::: Data provided :::

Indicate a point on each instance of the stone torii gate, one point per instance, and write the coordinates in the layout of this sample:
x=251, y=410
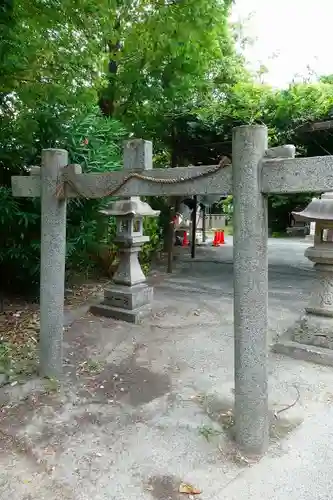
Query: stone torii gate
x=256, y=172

:::
::: Data provided :::

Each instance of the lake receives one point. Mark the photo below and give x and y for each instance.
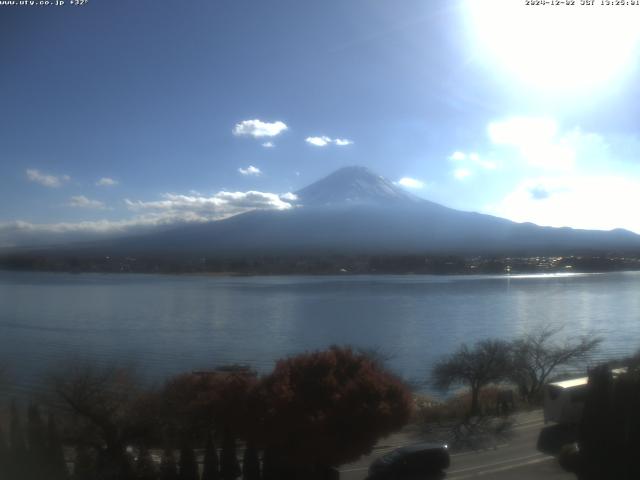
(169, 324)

:::
::: Data provided :::

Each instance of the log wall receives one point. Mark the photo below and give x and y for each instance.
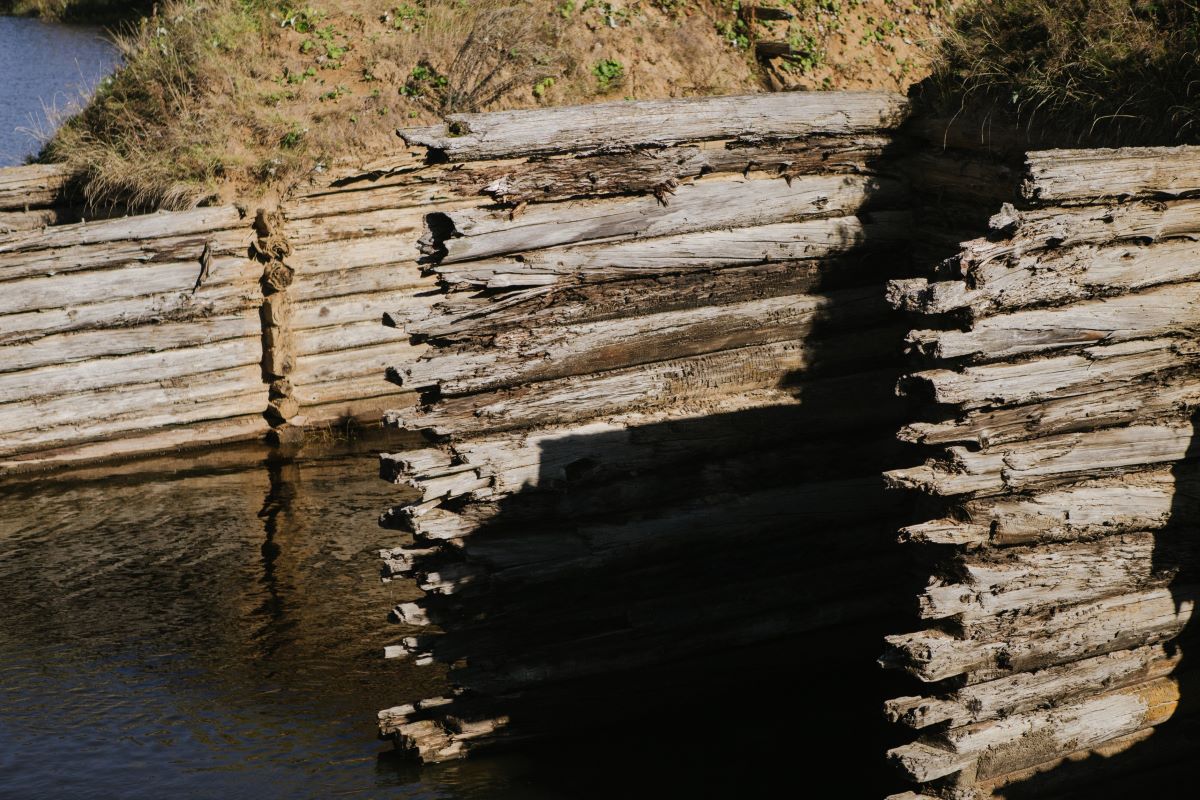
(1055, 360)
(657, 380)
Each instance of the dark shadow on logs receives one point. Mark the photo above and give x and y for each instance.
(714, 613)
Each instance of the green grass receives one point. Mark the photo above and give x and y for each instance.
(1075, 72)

:::

■ **Written exercise**
Rewrite the material from the line with "Indicate a point" to the line with "x=256, y=172", both included, adding 115 to every answer coordinate. Leave the pictures out.

■ **Task result**
Indicate a point on each instance of the stone torii gate, one point per instance, and write the coordinates in the layout of this sample:
x=251, y=410
Query: stone torii gate
x=371, y=287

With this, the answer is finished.